#### Provided records

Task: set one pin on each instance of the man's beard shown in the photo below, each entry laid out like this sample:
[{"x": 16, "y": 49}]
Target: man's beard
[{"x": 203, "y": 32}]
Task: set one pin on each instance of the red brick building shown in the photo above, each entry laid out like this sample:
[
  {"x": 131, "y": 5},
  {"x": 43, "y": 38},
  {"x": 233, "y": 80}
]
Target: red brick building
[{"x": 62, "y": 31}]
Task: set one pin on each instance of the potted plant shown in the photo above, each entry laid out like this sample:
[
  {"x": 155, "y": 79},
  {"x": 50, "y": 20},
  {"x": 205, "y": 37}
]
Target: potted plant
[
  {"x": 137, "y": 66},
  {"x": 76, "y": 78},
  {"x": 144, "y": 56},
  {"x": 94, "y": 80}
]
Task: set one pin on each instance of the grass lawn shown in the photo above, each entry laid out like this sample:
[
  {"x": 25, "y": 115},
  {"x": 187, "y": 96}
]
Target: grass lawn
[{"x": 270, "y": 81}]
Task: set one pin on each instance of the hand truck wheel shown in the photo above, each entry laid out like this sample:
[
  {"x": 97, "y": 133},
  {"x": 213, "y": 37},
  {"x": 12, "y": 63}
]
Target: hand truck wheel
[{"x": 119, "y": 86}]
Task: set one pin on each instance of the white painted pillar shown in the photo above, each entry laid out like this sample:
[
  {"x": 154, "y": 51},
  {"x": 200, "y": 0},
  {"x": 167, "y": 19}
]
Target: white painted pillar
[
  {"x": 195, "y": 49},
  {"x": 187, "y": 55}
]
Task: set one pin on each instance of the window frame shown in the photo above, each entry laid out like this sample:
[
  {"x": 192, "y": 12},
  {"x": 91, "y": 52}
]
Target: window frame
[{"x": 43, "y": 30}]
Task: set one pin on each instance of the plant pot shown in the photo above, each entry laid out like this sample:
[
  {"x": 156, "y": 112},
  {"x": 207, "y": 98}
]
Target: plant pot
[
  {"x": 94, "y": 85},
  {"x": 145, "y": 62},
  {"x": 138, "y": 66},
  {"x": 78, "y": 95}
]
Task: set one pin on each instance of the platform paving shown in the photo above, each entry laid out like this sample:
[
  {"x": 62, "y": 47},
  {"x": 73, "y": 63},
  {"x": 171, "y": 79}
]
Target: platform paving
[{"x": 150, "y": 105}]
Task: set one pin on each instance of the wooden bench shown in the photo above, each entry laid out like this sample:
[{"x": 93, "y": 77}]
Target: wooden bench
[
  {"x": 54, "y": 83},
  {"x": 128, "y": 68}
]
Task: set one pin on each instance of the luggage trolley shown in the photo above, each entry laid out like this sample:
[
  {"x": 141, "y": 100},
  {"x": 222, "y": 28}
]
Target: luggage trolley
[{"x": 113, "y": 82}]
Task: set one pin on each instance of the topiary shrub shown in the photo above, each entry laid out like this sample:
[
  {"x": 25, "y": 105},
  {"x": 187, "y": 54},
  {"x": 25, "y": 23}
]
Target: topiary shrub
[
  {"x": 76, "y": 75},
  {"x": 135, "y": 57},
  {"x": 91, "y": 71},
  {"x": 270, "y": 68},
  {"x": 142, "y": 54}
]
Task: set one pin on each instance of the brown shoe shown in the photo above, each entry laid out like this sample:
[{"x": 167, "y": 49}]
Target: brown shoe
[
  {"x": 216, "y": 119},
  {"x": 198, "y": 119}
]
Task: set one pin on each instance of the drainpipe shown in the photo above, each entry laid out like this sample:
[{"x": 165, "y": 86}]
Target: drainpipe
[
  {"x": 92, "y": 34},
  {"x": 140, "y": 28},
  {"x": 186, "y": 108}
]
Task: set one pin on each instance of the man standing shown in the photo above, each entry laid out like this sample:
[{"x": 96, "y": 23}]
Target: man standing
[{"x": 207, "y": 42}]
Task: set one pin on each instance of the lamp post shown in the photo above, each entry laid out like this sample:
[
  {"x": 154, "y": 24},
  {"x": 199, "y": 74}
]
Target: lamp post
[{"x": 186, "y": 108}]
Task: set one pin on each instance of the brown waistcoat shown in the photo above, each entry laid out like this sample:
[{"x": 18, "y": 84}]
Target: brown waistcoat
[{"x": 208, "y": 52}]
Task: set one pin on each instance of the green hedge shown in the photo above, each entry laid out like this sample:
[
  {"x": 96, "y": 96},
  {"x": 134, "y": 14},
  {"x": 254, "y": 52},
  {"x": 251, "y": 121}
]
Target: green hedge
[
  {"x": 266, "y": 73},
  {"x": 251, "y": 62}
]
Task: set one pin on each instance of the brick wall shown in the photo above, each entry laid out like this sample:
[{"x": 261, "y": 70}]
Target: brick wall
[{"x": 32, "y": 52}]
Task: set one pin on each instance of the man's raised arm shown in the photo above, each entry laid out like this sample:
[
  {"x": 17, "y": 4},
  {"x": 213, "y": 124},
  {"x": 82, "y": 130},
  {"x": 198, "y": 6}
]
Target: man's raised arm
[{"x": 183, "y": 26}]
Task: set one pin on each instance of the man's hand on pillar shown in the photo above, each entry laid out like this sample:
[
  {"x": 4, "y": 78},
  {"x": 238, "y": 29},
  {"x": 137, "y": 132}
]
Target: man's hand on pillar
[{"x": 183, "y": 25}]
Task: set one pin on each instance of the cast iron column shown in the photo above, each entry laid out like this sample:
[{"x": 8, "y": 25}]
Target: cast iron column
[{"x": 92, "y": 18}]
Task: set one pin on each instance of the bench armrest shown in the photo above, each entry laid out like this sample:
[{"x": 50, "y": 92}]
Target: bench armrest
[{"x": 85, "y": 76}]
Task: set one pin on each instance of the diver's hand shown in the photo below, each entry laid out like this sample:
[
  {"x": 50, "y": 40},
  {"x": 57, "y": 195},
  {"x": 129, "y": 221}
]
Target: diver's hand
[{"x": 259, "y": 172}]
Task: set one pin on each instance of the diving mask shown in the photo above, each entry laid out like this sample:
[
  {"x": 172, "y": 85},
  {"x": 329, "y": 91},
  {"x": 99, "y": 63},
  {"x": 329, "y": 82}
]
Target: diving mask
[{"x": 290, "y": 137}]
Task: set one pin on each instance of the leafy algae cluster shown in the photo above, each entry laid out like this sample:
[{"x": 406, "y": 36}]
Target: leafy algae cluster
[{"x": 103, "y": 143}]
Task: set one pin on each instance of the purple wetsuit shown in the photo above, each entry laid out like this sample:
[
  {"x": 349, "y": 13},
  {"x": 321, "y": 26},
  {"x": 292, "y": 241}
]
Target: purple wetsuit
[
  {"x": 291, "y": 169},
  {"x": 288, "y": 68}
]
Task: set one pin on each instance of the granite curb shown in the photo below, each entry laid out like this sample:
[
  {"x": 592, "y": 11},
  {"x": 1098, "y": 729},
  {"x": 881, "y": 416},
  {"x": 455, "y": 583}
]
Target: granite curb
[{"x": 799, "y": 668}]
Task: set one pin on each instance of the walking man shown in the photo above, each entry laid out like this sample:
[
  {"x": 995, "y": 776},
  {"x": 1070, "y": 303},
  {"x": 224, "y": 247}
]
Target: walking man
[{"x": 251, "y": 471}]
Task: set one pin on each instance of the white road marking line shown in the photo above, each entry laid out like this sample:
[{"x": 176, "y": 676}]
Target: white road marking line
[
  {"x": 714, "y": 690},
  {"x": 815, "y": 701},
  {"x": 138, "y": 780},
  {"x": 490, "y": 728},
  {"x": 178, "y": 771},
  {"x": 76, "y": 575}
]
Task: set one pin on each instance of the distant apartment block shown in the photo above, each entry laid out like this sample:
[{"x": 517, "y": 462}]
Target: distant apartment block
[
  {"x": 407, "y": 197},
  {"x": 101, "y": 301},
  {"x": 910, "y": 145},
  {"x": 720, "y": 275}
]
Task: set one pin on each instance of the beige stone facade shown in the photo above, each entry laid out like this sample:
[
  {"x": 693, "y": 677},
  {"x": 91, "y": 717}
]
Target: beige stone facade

########

• [Exercise details]
Each line from the one with "Task: set one pin on each instance of the purple" through the end of the records above should be written out exactly. No other line should appear.

• [Written reply]
Task: set one pin on each instance of the purple wetsuit shown in the photo above, each entry laid out like this sample:
[
  {"x": 349, "y": 13},
  {"x": 321, "y": 26},
  {"x": 292, "y": 241}
]
Target: purple wetsuit
[
  {"x": 291, "y": 169},
  {"x": 288, "y": 68}
]
Task: set one pin on each instance of the granite curb shown in the photo below, each entry laid out like this sample:
[
  {"x": 592, "y": 11},
  {"x": 1098, "y": 729},
  {"x": 881, "y": 416},
  {"x": 455, "y": 583}
]
Target: granite curb
[{"x": 799, "y": 668}]
Task: set one pin on each instance of the walking man shown in the photo above, each entry laid out like this sample:
[
  {"x": 995, "y": 776},
  {"x": 1070, "y": 303},
  {"x": 224, "y": 247}
]
Target: walking man
[{"x": 251, "y": 471}]
Task: set one pin on each instance of the white road marking line shown in the photo above, each entry laid out like this sample:
[{"x": 176, "y": 676}]
Target: white road marking line
[
  {"x": 714, "y": 690},
  {"x": 815, "y": 701},
  {"x": 138, "y": 780},
  {"x": 490, "y": 728},
  {"x": 178, "y": 771},
  {"x": 76, "y": 575}
]
Task: set one pin on each instance of the distant apartment block shown in the photo above, each entry laid out like this sample:
[{"x": 517, "y": 462}]
Target: distant apartment block
[
  {"x": 407, "y": 197},
  {"x": 101, "y": 301},
  {"x": 910, "y": 145},
  {"x": 720, "y": 275}
]
Task: set one pin on each instance of the beige stone facade shown in the photo above, each entry laid out like this sample:
[
  {"x": 693, "y": 677},
  {"x": 91, "y": 717}
]
Target: beige stone facade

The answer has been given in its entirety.